Au début de l’été 1940, Genève ville de paix, ville de la Société des Nations, non défendue par l’armée suisse, entourée de 115 km de frontières avec un pays en guerre, reste reliée à la Suisse par une bande de quelques kilomètres de large au bord du canton de Vaud. Place cernée et probablement inconfortable, elle a été épargnée jusque là par les terribles actes guerriers qui inondent le reste de cette Europe qui l’entoure.

A cette époque, on ne s’envole plus dans le ciel suisse, sauf bien sûr si l’on pilote dans les Troupes militaires d’aviation, ou avec quelques rares planeurs au centre du pays ou bien en tant que passager sur les quelques "vols de guerre" entretenus par Swissair. Cette dernière vient de déménager momentanément ses bureaux, ses services techniques et sa flotte au Tessin sur l’aérodrome de Locarno-Magadino, le 14 mai.

▶ [TRAVAIL À FAIRE]
1) Reproduisez le passage de l'extrait sur Genève en 1940, de « A cette époque, on » jusqu'à « Locarno-Magadino, le 14 mai. » inclus.
2) D'après l'extrait sur Genève en 1940, sur quel aérodrome Swissair a-t-elle transféré sa flotte le 14 mai ?

▶ [JEU DE DONNÉES]

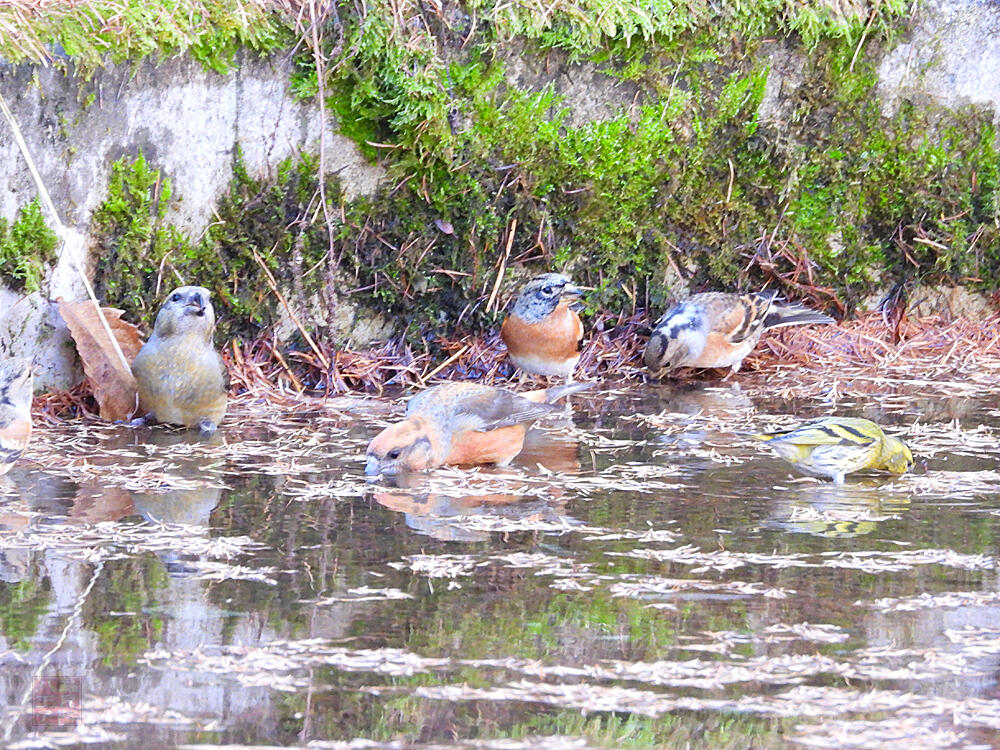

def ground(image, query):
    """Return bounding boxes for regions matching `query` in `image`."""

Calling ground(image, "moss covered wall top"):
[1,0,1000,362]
---
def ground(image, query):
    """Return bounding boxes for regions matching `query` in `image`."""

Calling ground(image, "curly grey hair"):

▶ [RÉSULTATS DANS L'ORDRE]
1)
A cette époque, on ne s’envole plus dans le ciel suisse, sauf bien sûr si l’on pilote dans les Troupes militaires d’aviation, ou avec quelques rares planeurs au centre du pays ou bien en tant que passager sur les quelques "vols de guerre" entretenus par Swissair. Cette dernière vient de déménager momentanément ses bureaux, ses services techniques et sa flotte au Tessin sur l’aérodrome de Locarno-Magadino, le 14 mai.

2) Sur l'aérodrome de Locarno-Magadino, au Tessin.